**Task goal**: Please retype only the lines below that run from the one containing "Vision module – locates any table" through the last line, both included, without altering a word.
<<<<
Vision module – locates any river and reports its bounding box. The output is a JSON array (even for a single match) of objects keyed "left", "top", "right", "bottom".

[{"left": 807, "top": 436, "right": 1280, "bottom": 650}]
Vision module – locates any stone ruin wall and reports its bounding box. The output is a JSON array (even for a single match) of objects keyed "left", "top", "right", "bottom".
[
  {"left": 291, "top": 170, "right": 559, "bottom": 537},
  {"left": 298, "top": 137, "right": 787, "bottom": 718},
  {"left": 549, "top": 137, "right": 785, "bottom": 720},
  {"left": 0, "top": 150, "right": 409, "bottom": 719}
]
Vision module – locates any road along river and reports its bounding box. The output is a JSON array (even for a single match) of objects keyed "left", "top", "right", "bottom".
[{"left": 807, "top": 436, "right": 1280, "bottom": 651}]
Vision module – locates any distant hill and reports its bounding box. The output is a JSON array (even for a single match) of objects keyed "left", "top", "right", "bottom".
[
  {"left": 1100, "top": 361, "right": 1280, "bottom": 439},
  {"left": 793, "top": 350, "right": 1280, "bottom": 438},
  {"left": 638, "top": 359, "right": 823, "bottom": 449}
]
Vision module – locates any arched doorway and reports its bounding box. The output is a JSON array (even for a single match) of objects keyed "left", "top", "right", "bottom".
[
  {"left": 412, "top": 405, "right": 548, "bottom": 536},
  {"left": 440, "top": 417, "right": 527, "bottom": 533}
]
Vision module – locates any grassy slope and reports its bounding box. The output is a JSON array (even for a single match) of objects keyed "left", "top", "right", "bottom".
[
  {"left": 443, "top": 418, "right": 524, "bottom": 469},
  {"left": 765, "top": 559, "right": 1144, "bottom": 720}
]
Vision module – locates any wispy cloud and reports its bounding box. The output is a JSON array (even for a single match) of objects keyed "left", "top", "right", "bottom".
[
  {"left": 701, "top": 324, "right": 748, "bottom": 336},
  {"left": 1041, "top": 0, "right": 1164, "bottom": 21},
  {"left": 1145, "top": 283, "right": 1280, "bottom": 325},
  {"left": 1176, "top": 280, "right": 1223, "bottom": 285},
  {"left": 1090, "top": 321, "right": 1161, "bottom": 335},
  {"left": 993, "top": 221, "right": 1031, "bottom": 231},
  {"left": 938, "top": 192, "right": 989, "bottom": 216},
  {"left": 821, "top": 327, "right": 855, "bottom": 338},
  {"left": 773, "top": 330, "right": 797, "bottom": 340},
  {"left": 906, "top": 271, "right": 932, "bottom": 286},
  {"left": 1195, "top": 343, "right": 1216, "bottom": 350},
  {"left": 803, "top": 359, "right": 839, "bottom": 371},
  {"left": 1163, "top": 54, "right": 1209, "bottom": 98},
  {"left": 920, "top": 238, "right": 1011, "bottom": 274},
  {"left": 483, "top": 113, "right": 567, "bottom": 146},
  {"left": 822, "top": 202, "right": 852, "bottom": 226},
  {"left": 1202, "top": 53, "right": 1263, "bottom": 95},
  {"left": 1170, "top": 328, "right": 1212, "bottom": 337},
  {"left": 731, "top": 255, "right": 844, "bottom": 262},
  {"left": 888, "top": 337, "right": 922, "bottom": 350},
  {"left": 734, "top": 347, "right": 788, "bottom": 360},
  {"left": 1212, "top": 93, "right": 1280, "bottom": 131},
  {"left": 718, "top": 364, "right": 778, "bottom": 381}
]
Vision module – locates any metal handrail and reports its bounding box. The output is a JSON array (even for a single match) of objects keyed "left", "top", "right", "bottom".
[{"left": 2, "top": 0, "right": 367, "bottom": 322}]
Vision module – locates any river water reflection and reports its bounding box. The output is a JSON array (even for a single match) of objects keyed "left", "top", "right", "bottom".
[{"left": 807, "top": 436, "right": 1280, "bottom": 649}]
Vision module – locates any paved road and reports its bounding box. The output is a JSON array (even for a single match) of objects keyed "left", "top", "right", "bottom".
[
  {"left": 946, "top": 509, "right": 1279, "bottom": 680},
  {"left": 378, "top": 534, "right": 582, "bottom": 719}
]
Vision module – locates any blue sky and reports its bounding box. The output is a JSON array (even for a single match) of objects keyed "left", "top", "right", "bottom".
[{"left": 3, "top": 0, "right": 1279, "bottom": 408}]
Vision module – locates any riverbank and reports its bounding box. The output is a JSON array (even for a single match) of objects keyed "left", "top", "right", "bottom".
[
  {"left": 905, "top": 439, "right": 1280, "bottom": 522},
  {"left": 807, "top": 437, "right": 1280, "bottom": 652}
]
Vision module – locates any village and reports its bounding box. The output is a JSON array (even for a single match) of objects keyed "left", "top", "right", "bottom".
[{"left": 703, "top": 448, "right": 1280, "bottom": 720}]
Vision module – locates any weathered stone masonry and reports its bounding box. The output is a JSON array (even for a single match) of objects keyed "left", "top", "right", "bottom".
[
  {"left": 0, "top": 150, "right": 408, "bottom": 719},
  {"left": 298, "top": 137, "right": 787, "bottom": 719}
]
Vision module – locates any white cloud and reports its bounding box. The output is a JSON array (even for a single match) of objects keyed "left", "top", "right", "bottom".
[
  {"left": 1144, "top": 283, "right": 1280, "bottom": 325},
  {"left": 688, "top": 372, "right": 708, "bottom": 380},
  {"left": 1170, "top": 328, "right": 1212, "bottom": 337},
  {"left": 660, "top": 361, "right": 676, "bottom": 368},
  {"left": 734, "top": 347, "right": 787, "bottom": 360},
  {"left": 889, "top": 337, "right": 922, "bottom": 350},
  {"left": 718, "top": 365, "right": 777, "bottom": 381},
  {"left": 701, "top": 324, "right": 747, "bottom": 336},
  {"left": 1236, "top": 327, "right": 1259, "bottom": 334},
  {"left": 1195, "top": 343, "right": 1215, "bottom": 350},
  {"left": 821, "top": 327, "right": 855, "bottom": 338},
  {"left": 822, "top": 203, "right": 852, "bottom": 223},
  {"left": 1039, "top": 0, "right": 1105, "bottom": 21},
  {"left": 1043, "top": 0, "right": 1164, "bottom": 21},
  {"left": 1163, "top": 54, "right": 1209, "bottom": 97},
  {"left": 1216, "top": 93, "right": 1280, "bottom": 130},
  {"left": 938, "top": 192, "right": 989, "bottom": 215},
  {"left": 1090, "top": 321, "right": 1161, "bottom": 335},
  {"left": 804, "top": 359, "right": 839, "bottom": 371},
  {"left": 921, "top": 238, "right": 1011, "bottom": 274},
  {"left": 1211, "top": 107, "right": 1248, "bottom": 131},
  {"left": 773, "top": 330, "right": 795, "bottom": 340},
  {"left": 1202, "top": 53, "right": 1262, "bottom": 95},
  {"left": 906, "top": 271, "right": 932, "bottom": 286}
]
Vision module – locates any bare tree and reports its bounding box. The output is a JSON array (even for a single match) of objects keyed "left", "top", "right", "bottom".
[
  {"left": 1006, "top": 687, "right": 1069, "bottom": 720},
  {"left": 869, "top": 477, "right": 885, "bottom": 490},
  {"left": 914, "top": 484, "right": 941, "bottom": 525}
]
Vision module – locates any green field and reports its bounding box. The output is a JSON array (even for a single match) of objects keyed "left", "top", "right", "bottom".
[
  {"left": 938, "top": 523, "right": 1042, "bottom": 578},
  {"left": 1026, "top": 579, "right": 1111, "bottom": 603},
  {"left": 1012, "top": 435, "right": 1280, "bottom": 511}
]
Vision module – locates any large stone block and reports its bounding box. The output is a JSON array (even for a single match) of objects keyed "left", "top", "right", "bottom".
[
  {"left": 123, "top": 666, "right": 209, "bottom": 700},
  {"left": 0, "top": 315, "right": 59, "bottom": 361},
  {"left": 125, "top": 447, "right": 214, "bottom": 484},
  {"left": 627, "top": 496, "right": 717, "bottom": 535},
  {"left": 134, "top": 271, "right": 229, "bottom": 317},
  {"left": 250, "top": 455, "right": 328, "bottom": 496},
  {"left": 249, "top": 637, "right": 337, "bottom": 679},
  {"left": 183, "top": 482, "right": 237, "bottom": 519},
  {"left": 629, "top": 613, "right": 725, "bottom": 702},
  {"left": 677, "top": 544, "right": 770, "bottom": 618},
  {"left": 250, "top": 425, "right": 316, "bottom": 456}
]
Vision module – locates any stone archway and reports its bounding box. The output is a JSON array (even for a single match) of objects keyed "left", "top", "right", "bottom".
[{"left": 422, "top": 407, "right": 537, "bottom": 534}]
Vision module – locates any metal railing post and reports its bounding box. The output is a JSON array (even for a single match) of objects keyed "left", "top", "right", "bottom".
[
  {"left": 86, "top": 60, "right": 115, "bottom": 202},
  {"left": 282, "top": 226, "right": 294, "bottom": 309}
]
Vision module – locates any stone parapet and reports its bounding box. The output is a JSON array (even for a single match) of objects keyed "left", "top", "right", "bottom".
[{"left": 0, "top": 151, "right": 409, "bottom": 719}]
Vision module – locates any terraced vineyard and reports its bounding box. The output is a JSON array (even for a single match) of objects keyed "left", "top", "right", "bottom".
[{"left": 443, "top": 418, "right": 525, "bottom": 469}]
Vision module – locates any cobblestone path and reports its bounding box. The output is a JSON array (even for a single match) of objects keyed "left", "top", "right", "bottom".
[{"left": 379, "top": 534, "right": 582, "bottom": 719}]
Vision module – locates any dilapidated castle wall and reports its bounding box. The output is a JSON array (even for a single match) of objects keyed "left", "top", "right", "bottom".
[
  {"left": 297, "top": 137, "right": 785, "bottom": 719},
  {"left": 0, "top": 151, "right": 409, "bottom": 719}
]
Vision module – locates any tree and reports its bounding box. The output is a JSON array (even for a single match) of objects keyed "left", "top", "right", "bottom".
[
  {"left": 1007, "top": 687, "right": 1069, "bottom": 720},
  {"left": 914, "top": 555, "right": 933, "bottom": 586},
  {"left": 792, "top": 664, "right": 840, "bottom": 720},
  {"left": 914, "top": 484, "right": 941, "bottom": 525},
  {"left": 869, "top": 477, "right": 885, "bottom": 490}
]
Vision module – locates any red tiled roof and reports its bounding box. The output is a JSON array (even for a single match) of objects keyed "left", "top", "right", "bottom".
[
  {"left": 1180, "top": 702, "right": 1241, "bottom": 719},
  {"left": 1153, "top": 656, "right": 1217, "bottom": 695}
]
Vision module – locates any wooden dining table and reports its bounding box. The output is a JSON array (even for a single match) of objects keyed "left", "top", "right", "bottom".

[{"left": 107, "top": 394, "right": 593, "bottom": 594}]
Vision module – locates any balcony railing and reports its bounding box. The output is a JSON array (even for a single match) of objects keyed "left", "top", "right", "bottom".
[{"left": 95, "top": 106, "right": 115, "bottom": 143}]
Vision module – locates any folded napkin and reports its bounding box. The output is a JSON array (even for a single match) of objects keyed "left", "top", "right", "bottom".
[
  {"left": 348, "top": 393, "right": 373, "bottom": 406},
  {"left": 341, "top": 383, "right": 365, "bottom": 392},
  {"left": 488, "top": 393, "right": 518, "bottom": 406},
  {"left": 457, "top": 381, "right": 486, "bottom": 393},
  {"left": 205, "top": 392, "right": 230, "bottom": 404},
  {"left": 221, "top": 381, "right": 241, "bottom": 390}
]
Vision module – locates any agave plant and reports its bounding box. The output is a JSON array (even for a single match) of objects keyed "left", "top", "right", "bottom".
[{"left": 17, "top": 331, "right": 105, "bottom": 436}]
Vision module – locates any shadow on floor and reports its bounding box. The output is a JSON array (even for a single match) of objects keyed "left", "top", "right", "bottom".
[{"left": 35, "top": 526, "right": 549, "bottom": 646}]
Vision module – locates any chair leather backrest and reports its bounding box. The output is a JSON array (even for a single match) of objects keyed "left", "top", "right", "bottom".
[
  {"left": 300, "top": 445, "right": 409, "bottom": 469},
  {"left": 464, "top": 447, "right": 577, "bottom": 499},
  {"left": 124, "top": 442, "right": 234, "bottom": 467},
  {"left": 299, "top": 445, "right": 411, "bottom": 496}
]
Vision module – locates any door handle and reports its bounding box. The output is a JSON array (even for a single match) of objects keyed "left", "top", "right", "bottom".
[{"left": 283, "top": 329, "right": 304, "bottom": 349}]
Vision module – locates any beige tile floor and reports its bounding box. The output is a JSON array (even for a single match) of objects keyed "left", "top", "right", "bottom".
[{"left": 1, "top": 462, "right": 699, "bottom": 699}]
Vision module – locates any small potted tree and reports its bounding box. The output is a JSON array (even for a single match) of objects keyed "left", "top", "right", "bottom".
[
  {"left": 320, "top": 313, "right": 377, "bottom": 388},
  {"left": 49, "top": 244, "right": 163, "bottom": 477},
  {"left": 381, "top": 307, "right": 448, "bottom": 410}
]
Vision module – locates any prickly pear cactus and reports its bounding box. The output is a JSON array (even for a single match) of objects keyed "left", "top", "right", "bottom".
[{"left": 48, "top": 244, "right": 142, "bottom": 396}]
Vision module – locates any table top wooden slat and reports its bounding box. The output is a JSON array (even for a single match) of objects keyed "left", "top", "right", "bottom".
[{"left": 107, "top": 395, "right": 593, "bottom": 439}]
>>>>
**Task answer**:
Vision module – locates any table top wooden slat and reports its bounding box. The output is a JSON array (even for a single match) of objects keyed "left", "top", "right", "bottom".
[{"left": 107, "top": 395, "right": 593, "bottom": 439}]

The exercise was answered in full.